# 16GB ram - pagefile size question



## twicksisted (Sep 30, 2011)

I have 16GB of ram and because of that my pagefile is also 16GB in size.
I would like to free up some space on my SSD drive but I'm not sure if its a good idea to make this pagefile smaller or completely disable it as I run some programs that require a lot of memory in 64bit (photoshop, premiere pro etc).

Any ideas? was thinking of eiher making it smaller, disabling it completely or moving it to my D drive which is a samsung F3 1TB raid setup but not sure if that will slow things down.


----------



## newtekie1 (Sep 30, 2011)

I'd make it smaller, shrinking it to 1GB should give enough for the few programs that need a page file.  But with 16GB of RAM, most programs shouldn't need to touch the page file.


----------



## FordGT90Concept (Sep 30, 2011)

Page file is supposed to be double RAM.  I would change the page file to the HDD and set it to 32 GiB.  Page files are always bad for SSDs anyway (lots of writes).


----------



## twicksisted (Sep 30, 2011)

The main problem is a lot of conflicting information online with some saying to disable it, make it smaller, move it to another drive.

16GB ram isnt much for Adobe Premiere Pro 64bit and im using all of the ram easily specially with 1080p video and long edits. I think I will move the pagefile to another drive, the only other thing im wondering is how this will slow down or affect my computer running off a SATA mechanical disk instead of SSD?


----------



## FordGT90Concept (Sep 30, 2011)

You probably won't notice any difference at all.  You can always change it if you don't like it.


----------



## LAN_deRf_HA (Sep 30, 2011)

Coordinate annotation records
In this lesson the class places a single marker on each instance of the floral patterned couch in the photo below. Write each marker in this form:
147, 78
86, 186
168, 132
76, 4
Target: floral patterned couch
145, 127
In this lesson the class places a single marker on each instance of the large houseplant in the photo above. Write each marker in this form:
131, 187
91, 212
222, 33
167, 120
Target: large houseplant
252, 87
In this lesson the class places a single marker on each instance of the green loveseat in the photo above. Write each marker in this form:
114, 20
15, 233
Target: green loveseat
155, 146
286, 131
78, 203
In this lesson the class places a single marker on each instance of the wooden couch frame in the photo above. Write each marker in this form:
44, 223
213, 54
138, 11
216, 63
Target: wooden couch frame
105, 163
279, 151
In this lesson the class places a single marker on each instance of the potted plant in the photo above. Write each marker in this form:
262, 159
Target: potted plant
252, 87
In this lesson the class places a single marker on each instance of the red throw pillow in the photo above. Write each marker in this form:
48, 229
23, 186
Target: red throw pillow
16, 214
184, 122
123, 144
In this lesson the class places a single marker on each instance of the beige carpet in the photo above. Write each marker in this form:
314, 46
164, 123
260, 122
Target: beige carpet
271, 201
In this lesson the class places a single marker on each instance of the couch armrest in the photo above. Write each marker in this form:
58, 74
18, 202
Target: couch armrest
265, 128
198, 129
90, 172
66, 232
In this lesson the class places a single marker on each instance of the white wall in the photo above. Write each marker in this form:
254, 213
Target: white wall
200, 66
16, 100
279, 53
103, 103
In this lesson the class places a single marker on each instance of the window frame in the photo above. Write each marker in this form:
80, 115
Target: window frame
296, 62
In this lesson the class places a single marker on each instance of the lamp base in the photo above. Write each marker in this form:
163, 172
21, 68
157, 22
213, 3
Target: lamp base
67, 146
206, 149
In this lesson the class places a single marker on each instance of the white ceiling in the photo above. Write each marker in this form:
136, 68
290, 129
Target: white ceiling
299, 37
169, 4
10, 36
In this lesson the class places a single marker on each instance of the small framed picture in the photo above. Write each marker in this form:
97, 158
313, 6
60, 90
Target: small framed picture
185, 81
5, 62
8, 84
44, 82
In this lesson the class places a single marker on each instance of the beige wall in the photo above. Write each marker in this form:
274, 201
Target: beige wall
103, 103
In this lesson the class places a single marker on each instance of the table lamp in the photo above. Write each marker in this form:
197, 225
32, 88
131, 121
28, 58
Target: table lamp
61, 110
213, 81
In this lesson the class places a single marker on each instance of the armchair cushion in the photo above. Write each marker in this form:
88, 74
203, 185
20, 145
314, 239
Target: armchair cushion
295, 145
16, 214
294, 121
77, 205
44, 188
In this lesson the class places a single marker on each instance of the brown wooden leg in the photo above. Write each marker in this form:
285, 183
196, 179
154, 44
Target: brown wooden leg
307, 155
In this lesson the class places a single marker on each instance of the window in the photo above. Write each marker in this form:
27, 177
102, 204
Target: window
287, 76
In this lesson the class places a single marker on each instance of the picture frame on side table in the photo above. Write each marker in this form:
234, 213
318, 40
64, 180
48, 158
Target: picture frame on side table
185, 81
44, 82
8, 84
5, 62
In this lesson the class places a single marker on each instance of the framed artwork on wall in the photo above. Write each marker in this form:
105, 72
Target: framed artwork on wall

**GOALS**
- A) Reproduce the passage of the pagefile thread that opens with the words containing "I would like" and closes with "newtekie1 (Sep 30, 2011)".
- B) In the pagefile thread, what kind of drive does twicksisted describe as the D drive?
- C) According to the pagefile thread, why does FordGT90Concept advise moving the page file to the HDD and setting it to 32 GiB?

**ANSWERS TO THE PROBLEMS**
- A)
I would like to free up some space on my SSD drive but I'm not sure if its a good idea to make this pagefile smaller or completely disable it as I run some programs that require a lot of memory in 64bit (photoshop, premiere pro etc).

Any ideas? was thinking of eiher making it smaller, disabling it completely or moving it to my D drive which is a samsung F3 1TB raid setup but not sure if that will slow things down.


----------



## newtekie1 (Sep 30, 2011)

- B) A Samsung F3 1TB RAID setup.

- C) FordGT90Concept states that page files are always bad for SSDs because they involve lots of writes, so the page file should go on the HDD. The 32 GiB figure follows from the claim that a page file is supposed to be double the RAM, which here is 16GB.